§ **Objective**
Repeat the material in full. Keep every line exactly as it is.

§ **Excerpted data**
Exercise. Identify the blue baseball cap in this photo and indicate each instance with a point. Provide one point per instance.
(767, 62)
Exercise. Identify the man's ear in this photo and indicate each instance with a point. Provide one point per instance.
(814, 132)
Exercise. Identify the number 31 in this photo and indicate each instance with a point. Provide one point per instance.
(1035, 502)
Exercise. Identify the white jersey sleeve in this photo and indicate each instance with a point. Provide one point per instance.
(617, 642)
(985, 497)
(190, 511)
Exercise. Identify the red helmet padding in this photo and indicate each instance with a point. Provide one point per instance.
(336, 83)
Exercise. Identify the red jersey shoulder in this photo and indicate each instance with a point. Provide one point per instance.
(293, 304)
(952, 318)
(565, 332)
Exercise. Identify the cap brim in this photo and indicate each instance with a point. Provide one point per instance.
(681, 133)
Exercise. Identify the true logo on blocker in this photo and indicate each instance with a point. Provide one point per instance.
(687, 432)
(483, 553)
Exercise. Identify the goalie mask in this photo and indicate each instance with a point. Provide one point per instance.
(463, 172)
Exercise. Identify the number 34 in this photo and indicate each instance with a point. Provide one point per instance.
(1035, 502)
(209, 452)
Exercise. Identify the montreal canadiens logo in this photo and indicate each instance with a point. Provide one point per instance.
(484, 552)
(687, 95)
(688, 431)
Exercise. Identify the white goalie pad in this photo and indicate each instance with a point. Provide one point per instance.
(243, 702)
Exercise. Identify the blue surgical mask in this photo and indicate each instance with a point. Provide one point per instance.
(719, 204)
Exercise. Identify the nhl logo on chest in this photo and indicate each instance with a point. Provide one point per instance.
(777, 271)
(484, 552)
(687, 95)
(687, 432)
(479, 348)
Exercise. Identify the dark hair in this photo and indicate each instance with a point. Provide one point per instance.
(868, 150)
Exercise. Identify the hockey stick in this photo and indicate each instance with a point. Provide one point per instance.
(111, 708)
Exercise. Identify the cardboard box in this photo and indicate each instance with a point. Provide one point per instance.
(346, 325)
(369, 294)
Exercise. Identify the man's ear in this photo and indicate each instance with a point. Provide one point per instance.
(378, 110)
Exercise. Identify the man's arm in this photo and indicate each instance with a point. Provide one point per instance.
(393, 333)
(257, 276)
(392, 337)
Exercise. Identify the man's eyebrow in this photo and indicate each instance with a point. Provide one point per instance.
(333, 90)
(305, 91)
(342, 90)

§ **Written response**
Exercise. Identify the blue baseball cap in this photo and indicate each instance with a point. Provide one point per instance.
(767, 62)
Exercise. Identify the man's ear in this photo and indicate each instance with a point. Provide one point per instance.
(814, 132)
Exercise. Identify the number 31 in this photo and indicate each instance with a point. Provide one point per instance.
(1035, 502)
Exercise. Identify the white jersey sleeve in this photo and indicate each instance with a point. Provide one point per instance.
(617, 642)
(985, 497)
(190, 511)
Exercise. Identify the red helmet padding in this photo and indicate each instance with a point. Provide one point per instance.
(336, 83)
Exercise. Identify the red jersey shoulder in this photo and indicate each instance with a point. Provide one point per instance.
(293, 304)
(952, 318)
(565, 332)
Exercise. Identify the cap brim in this photo and indicate each instance with a point. Provide one point per instance.
(681, 133)
Exercise. Identify the true logo on blocker in this photo and indicate each instance with a point. Provide one point per instance.
(687, 432)
(483, 553)
Exercise. Identify the goalie mask in this photo and indicate each instance with a point. Provide one point per instance.
(463, 172)
Exercise. Identify the number 34 in this photo and indicate each instance with a point. Provide one point per instance.
(1035, 502)
(209, 452)
Exercise. Identify the montreal canadiens logo in this photo and indicate each instance with a point. Provide one point per instance.
(484, 552)
(687, 95)
(688, 431)
Exercise. Identify the white goalie pad in this photo and indicate each instance with a point. Provide one point per instance.
(243, 702)
Exercise. Identify the blue surgical mask in this photo and indicate each instance with a point. Provide one point per instance.
(719, 204)
Exercise. Identify the nhl logo on chest in this photo and indicate each instance with a point. Provide one point per instance.
(777, 271)
(484, 552)
(687, 95)
(687, 432)
(479, 348)
Exercise. Identify the dark hair in this photo and indicate each instance with a point. Provide one point per instance.
(868, 150)
Exercise. Identify the hockey stick in this photo and indicate each instance with a point. Provide one point per instance.
(111, 708)
Exercise. Identify the cardboard box in this photo and indicate each instance with a point. Provide one point per instance.
(346, 325)
(369, 294)
Exercise. Identify the man's ear in this photo and indicate each instance with a point. Provide one point per instance.
(378, 110)
Exercise. Identify the man's arm in this photo and indicate each instance with a point. Provide one point per instance.
(393, 333)
(257, 276)
(392, 337)
Exercise. Identify the man's eyebrow in this photo and indicate each instance with a point. Provide one point per instance.
(333, 90)
(305, 91)
(342, 90)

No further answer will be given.